**EXCERPT**
# Looking to sub work in MD



## OldSchoolPSD (Oct 16, 2007)

Contract fell through, looking to put my trucks to work in Maryland. I'm in Annapolis but I'll drive an hour or so to go to work. 

Got an f-250 and a dual wheel 350 both with 2yd salt doggs and western plows. No Harry homeowner rigs here. Beckswelding @ yahoo . Com


----------



## remixmotoring (Jun 13, 2013)

*looking for work*

I am also in maryland looking for work this will be my first season just purchased a new 3500 drw and I am ready for action so let me know if you need more help


----------



## OldSchoolPSD (Oct 16, 2007)

Send me an email and we might be able to set something up. I am looking for a sub for events 2" or more in Edgewater/Annapolis for this upcoming season.

Do you have a spreader?


----------



## salopez (Apr 11, 2004)

I might have some work in that area come next winter. keep me in the loop if you are still looking.

**DATA SEGMENT**
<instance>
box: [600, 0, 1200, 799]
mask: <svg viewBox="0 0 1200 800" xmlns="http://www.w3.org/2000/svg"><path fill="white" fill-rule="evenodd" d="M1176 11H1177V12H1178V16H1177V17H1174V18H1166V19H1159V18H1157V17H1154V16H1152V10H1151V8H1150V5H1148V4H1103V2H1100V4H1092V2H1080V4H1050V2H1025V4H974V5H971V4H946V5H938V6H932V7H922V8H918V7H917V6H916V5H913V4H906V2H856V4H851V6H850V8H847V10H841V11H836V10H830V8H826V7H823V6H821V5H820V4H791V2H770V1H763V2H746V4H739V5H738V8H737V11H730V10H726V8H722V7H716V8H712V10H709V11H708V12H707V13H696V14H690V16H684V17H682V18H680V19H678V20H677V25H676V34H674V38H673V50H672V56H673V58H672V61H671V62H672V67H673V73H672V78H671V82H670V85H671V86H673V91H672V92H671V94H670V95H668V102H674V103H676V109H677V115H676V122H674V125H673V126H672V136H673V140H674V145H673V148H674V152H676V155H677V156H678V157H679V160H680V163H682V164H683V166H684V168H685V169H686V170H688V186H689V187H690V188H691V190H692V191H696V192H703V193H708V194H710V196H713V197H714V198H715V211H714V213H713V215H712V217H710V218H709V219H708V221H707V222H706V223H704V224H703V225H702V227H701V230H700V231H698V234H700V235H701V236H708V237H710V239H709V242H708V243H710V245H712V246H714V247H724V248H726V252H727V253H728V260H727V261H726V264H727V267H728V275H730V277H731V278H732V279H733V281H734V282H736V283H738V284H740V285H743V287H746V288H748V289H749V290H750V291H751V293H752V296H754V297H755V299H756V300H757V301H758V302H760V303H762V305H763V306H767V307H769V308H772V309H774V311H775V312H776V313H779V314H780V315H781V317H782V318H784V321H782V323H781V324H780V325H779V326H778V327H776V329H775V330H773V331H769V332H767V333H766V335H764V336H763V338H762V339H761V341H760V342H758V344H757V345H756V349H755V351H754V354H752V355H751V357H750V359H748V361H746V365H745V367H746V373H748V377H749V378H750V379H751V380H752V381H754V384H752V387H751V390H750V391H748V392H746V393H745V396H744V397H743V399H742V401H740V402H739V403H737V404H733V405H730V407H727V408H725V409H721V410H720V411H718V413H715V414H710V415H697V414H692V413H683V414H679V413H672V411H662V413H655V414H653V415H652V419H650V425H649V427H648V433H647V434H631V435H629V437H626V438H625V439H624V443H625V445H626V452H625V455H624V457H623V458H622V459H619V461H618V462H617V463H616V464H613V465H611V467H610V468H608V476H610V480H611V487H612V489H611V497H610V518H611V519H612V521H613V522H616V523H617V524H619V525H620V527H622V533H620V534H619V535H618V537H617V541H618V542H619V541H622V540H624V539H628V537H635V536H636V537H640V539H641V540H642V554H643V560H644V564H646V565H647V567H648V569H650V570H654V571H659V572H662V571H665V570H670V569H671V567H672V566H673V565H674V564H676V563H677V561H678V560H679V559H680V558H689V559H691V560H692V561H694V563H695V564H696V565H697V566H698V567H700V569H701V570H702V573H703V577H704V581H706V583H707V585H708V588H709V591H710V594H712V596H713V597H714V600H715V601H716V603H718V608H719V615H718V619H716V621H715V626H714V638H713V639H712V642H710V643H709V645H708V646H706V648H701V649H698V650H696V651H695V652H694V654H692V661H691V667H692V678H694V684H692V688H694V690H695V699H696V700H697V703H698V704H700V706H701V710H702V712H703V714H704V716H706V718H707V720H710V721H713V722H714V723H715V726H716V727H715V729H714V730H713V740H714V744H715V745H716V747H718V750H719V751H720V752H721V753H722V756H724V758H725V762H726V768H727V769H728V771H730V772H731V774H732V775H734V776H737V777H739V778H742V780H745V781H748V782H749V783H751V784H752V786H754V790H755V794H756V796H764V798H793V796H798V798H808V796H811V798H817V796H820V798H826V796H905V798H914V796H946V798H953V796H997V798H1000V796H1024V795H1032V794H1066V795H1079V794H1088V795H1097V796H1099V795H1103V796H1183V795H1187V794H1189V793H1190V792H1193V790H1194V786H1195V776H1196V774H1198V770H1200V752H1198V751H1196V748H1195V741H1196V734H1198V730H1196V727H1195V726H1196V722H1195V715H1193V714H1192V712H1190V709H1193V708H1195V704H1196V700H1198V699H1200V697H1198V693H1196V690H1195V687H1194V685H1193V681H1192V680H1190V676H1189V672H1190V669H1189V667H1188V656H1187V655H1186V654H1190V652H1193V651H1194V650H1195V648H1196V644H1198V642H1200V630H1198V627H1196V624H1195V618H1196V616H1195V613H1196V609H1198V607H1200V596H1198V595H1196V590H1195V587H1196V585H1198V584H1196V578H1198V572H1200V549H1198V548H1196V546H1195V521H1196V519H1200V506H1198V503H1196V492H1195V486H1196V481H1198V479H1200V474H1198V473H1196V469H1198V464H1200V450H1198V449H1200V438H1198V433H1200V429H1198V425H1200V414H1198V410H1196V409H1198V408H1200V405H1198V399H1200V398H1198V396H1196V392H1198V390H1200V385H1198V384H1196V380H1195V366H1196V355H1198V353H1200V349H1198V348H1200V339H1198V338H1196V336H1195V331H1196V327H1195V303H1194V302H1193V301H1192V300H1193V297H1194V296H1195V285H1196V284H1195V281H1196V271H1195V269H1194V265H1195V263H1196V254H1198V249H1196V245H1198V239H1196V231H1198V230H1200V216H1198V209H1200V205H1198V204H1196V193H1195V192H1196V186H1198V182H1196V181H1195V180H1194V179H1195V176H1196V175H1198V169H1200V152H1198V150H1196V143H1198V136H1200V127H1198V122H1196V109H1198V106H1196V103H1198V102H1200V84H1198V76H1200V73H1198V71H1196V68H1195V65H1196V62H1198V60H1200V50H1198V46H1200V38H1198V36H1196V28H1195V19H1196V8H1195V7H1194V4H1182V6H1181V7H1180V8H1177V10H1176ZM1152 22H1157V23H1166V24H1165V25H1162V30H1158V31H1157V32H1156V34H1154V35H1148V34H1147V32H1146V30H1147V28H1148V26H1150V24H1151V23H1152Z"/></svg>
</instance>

**EXPLORE THE MATERIAL**
1 – In the Maryland snow plowing thread, rewrite the paragraph that begins "Got an f-250" as a short list that keeps its main facts.
2 – Continue the Maryland snow plowing thread from its last post.

**EXPECTED OUTPUTS**
1 –
- Trucks: an F-250 and a dual-wheel 350
- Equipment on both: 2yd salt doggs and Western plows
- No homeowner-grade rigs
- Contact: Beckswelding @ yahoo . Com

2 –
----------



## absolute (Dec 3, 2013)

anyone still looking for subs


----------



## Precision Lawn (Jan 2, 2004)

I may have work in the columbia md area
Let me know if you are still looking


----------



## Midatlanticpowe (Dec 4, 2007)

Old School , Most of our lots are in Edgewater/Annapolis area but easily managed on 2 inch snow or less. Let me know if you get in a bind. Good to have local contacts. Thanks
Rob
410-266-6866


----------



## Midatlanticpowe (Dec 4, 2007)

Precision, did you get alot of snow/ice in Columbia yesterday? Have any ideas on whats coming through tonight or tomorrow morning?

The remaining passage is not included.